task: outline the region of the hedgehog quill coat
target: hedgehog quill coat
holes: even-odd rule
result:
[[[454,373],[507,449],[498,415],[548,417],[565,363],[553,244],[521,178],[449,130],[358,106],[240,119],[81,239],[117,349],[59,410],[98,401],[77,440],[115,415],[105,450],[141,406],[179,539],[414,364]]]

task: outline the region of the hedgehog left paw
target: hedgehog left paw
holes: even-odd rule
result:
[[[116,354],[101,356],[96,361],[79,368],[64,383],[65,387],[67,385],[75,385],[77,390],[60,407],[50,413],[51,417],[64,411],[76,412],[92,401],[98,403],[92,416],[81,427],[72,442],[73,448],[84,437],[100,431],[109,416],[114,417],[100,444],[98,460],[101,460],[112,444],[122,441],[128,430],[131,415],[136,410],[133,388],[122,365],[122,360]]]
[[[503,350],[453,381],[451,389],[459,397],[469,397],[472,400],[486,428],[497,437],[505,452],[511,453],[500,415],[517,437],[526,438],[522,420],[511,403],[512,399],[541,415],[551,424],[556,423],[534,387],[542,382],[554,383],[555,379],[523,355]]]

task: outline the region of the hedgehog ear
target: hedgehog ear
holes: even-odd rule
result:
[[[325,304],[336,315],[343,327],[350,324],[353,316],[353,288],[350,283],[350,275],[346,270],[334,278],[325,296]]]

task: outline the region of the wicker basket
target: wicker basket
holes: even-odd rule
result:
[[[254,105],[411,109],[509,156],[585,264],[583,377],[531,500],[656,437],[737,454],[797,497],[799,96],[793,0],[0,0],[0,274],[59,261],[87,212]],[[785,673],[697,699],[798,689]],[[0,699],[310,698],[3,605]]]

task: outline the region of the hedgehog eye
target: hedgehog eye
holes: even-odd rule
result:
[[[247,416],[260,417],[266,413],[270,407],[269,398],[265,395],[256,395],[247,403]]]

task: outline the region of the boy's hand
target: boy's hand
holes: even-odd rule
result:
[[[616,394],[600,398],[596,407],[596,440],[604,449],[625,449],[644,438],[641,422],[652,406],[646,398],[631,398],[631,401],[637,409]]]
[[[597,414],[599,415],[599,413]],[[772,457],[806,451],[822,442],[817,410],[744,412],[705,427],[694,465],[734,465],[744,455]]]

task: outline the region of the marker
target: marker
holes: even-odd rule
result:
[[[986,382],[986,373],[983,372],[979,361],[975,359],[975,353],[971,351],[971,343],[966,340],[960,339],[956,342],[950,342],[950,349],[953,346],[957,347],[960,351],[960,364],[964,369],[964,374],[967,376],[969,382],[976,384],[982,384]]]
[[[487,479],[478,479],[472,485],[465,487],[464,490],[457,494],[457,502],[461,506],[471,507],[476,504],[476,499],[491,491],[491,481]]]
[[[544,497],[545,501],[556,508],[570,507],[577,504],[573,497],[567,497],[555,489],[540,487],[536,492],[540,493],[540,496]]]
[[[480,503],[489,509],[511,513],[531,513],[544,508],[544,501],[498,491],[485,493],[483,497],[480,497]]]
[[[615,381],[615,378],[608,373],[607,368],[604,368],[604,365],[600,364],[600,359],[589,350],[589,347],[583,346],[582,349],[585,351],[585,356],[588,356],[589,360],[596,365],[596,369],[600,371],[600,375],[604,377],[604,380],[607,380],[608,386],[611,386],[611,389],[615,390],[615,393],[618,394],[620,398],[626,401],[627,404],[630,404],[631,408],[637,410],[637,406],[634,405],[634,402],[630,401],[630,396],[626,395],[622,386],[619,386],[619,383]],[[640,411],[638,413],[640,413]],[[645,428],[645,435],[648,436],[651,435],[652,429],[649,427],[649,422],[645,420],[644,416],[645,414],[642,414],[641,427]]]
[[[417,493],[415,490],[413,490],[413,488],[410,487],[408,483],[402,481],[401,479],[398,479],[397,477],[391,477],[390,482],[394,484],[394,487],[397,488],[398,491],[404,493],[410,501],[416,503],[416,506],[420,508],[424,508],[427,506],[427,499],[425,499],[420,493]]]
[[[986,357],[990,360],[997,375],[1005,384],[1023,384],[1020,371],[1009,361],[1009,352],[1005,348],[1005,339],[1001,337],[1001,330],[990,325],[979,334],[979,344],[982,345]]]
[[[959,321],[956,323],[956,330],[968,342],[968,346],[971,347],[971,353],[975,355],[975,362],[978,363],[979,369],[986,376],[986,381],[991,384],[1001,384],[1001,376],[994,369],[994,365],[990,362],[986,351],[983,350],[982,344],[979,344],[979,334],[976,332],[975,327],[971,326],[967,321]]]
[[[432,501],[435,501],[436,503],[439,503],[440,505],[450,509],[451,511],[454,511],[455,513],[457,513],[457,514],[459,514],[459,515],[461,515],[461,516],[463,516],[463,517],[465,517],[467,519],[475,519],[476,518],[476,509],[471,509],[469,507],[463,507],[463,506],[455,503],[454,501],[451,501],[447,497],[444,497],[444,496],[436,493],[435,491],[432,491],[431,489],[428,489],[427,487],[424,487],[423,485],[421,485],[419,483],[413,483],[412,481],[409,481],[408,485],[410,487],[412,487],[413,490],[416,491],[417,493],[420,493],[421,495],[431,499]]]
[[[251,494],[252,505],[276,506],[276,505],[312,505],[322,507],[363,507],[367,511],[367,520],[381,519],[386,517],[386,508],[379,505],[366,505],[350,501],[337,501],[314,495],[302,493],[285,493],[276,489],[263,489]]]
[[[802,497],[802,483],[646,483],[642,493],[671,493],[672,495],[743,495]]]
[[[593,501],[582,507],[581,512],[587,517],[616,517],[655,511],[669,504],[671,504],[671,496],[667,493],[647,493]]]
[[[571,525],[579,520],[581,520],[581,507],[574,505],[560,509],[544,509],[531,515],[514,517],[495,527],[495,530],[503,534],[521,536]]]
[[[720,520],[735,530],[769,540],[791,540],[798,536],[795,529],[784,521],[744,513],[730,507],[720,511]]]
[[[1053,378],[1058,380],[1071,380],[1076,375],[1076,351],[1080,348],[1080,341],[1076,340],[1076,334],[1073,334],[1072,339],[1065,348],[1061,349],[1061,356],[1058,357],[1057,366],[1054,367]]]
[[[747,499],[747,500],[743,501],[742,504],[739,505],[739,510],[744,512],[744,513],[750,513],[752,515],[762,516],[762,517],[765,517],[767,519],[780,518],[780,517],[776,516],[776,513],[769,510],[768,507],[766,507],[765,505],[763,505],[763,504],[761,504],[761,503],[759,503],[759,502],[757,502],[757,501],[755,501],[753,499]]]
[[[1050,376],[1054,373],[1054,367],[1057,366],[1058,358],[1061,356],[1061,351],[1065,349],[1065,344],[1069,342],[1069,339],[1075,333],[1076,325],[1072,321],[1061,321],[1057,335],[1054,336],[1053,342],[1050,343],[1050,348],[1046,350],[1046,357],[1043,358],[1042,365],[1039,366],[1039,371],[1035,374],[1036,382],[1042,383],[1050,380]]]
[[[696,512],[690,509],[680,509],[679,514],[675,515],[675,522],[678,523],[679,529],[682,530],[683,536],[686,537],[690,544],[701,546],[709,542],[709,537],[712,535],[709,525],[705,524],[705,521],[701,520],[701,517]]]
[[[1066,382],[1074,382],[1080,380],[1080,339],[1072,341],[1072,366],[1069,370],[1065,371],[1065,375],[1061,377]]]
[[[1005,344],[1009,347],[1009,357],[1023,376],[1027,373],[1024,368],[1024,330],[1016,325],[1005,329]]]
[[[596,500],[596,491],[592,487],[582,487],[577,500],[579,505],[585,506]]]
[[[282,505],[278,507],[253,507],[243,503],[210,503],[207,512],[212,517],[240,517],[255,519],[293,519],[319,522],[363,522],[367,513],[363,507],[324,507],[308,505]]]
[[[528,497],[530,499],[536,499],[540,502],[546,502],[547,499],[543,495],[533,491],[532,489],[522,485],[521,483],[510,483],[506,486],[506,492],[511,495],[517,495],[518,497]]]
----------------------------------------
• [Exercise]: Copy from the entries above each line in which the string "region" can be found.

• [Answer box]:
task: outline the region of the hedgehog quill coat
task: outline the region of the hedgehog left paw
task: outline the region of the hedgehog ear
task: outline the region of the wicker basket
task: outline the region of the hedgehog eye
task: outline the region of the boy's hand
task: outline the region of the marker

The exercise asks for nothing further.